- The input:
--- Start ---

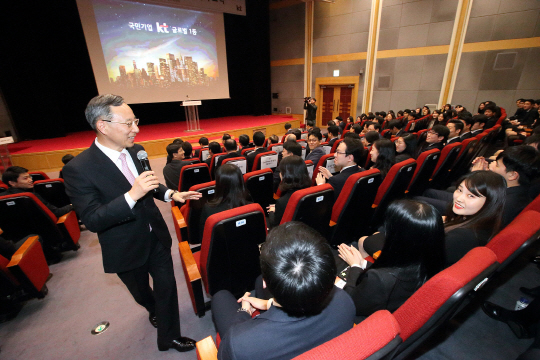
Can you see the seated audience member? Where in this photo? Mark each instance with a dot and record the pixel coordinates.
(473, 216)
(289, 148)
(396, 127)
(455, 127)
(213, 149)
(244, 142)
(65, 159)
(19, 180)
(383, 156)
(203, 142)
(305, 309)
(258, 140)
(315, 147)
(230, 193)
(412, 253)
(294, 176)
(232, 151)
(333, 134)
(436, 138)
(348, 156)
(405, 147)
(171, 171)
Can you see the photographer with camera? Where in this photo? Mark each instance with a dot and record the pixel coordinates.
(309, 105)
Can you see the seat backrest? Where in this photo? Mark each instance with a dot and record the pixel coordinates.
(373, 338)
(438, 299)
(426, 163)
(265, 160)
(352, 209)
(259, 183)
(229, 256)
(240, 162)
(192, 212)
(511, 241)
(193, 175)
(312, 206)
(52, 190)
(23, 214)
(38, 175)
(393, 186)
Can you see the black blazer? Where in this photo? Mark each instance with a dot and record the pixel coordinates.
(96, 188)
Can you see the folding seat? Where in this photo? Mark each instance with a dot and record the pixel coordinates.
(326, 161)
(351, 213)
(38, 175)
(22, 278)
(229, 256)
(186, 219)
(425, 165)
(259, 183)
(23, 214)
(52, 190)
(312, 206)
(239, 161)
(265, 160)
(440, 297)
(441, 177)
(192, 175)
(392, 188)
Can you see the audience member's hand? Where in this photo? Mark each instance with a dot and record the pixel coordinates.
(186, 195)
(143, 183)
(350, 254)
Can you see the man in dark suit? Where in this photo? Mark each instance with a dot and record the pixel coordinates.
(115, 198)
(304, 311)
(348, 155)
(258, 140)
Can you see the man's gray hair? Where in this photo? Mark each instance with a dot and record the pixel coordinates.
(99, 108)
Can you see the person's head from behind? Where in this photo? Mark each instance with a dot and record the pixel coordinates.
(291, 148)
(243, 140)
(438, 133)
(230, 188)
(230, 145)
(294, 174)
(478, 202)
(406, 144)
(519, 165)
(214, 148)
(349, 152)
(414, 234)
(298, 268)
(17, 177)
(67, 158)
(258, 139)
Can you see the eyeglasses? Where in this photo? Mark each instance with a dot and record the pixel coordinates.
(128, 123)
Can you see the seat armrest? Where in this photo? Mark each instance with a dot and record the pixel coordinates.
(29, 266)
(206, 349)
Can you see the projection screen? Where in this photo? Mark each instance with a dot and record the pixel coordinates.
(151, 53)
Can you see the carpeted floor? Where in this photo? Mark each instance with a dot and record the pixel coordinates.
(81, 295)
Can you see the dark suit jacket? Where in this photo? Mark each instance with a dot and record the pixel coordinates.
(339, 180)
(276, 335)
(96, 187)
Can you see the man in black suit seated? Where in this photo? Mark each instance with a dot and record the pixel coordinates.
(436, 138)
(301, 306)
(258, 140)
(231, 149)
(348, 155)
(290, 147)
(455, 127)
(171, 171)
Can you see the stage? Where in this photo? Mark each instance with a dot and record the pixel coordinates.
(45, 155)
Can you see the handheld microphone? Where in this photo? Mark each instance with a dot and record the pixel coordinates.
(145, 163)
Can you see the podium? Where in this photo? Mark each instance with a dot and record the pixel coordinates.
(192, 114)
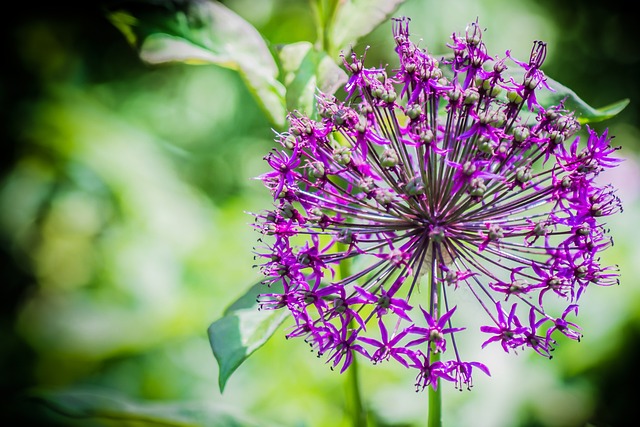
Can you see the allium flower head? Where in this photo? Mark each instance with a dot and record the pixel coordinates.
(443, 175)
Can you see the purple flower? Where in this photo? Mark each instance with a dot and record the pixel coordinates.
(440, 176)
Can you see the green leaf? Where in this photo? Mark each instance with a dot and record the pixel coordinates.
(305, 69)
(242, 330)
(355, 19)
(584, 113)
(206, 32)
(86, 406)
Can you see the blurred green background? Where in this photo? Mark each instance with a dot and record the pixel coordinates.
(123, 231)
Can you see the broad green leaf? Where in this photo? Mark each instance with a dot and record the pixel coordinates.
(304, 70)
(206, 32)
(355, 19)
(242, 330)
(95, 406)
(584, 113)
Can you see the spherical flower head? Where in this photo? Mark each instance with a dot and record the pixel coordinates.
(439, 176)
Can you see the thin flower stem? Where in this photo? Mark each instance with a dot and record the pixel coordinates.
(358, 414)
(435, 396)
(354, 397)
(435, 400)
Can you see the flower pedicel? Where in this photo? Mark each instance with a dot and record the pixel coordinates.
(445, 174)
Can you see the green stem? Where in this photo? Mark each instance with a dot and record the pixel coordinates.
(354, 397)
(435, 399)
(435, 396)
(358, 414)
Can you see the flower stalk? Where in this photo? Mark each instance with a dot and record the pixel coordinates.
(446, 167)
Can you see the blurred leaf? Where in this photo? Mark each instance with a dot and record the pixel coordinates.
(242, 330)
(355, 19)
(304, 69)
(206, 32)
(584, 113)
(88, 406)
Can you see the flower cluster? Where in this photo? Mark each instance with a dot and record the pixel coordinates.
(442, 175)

--- End ---

- Aim of the task: Arrange every one of the items above as a two-column CSV with the headers item_text and answer. Give one row per item, put each value in a single quoted field with line breaks replaced by spaces, and leave out the pictures.

- Result for this exercise:
item_text,answer
"Can you see the seated audience member? Where in this photo? Mark each instance with a dot and record the pixel coordinates.","(473, 216) (289, 148) (396, 127) (455, 127) (213, 149) (244, 142) (65, 159) (19, 180) (383, 156) (203, 142) (305, 309) (258, 140) (315, 147) (230, 193) (412, 253) (294, 176) (232, 151) (333, 134) (436, 138) (348, 156) (405, 147) (171, 171)"
"Can you see the photographer with camera? Where in this photo? Mark each instance with a dot and record the pixel coordinates.","(309, 105)"
"Can you see the seat backrest? Where in this photo? Mark each instance with a dot and record the pixel coordinates.","(373, 338) (438, 299) (426, 163) (265, 160) (352, 209) (259, 183) (229, 256) (240, 162) (192, 212) (511, 241) (193, 175) (312, 206) (52, 190) (23, 214) (38, 175) (393, 186)"
"Can you see the black blazer? Where in this photo? Mark each instance with a dot and record the pixel coordinates.","(96, 188)"
"Can you see the folding seat? Where in this photo? Mark each instance with a dot and record the pixel coordinates.","(326, 161) (351, 213) (38, 175) (22, 278) (229, 256) (186, 219) (425, 165) (259, 183) (23, 214) (52, 190) (312, 206) (239, 161) (265, 160) (440, 297) (441, 177) (192, 175) (392, 188)"
"Can you see the audience member's hand? Where in this photo? Mark each instance with a dot and record the pixel coordinates.","(186, 195) (143, 183) (350, 254)"
"Can you see the man in dark suit? Where in this photo? Mark each instance with a dot and record the pixel coordinates.","(115, 198) (304, 311) (348, 155) (258, 140)"
"Can you see the man's gray hair? Where in this photo? Mark each instance with a dot and record the pixel coordinates.","(99, 108)"
"Can you see the person's head from behind? Where in this photo? Mark each instance with a dot and record the pixel coordinates.","(291, 148) (243, 140) (438, 133) (230, 188) (230, 145) (294, 174) (478, 202) (406, 144) (519, 165) (214, 148) (349, 152) (414, 234) (298, 268) (17, 177) (67, 158) (258, 139)"
"Can you see the eyeglasses? Where in this photo? Mark each instance with a dot and record the pixel coordinates.","(128, 123)"
"Can you see the seat armrest? Where in this photo? Mark each instance with a dot and record the pixel coordinates.","(29, 266) (206, 349)"
"Can you see the projection screen? Where in this photo? Mark each instance with a dot and record the pixel coordinates.","(151, 53)"
"Can you see the carpeted floor? Where in this photo? Mark each instance with a dot and record the pixel coordinates.","(81, 295)"
"Can you see the dark suit jacket? Where in this photo? Mark each instance with a dot and record the pixel coordinates.","(339, 180) (276, 335) (96, 187)"
"Can you see the man in black suit seated? Where in this photo? Mark each instance with a dot and record the pixel coordinates.","(436, 138) (301, 306) (258, 140) (231, 149) (348, 155) (290, 147) (455, 127) (171, 171)"
"Can you see the stage? Where in this photo? Mark each instance with a dot and record the pixel coordinates.","(45, 155)"
"Can you see the handheld microphone? Where in this photo? Mark each instance with a dot and record the pixel coordinates.","(145, 163)"
"Can you see the podium? Where in this photo? Mark each instance with a dot and record the pixel coordinates.","(192, 114)"
"Can you see the allium flower head? Where in this photo? Mark each instance with a dot and record the pixel coordinates.","(443, 175)"
"Can you see the purple flower? Where in this photo? Mark each instance with a dot and record the pixel coordinates.","(440, 176)"
"Can you see the green leaf? Where in this photo? Mark each instance with a dot and record the pixel coordinates.","(305, 69) (242, 330) (355, 19) (584, 113) (206, 32) (86, 406)"
"Can you see the blurred green background? Where in this photo? Mark each instance with a dot and record the pixel coordinates.","(123, 231)"
"Can you see the broad green leaf? Where in this photo? Mark each instance with a dot and record the pixel coordinates.","(304, 70) (206, 32) (355, 19) (242, 330) (95, 406) (584, 113)"
"Can you see the spherical flower head? Where in this photo? Mark each instance with a dot and record the pixel coordinates.","(439, 176)"
"Can you see the thin flower stem? Where in this photo? Mark each instance with a dot and record the pixel coordinates.","(358, 414) (435, 396) (354, 397) (435, 400)"
"Can you see the flower pedicel? Where in this photo? Mark each instance with a dot and record the pixel coordinates.","(445, 174)"
"Can you see the green stem? Where in this photo? Mark each instance with a dot and record the pixel coordinates.","(354, 397) (435, 399) (435, 396) (358, 414)"
"Can you see the flower stalk? Where in this photo? Mark each instance with a dot and record the pixel coordinates.","(446, 167)"
"Can you see the blurred leaf? Where in this photo? Mark each instance with a dot and record the pixel coordinates.","(242, 330) (355, 19) (304, 69) (206, 32) (584, 113) (88, 406)"
"Can you see the flower cluster? Where in this photo? Mark each instance with a dot and record the pixel coordinates.","(442, 175)"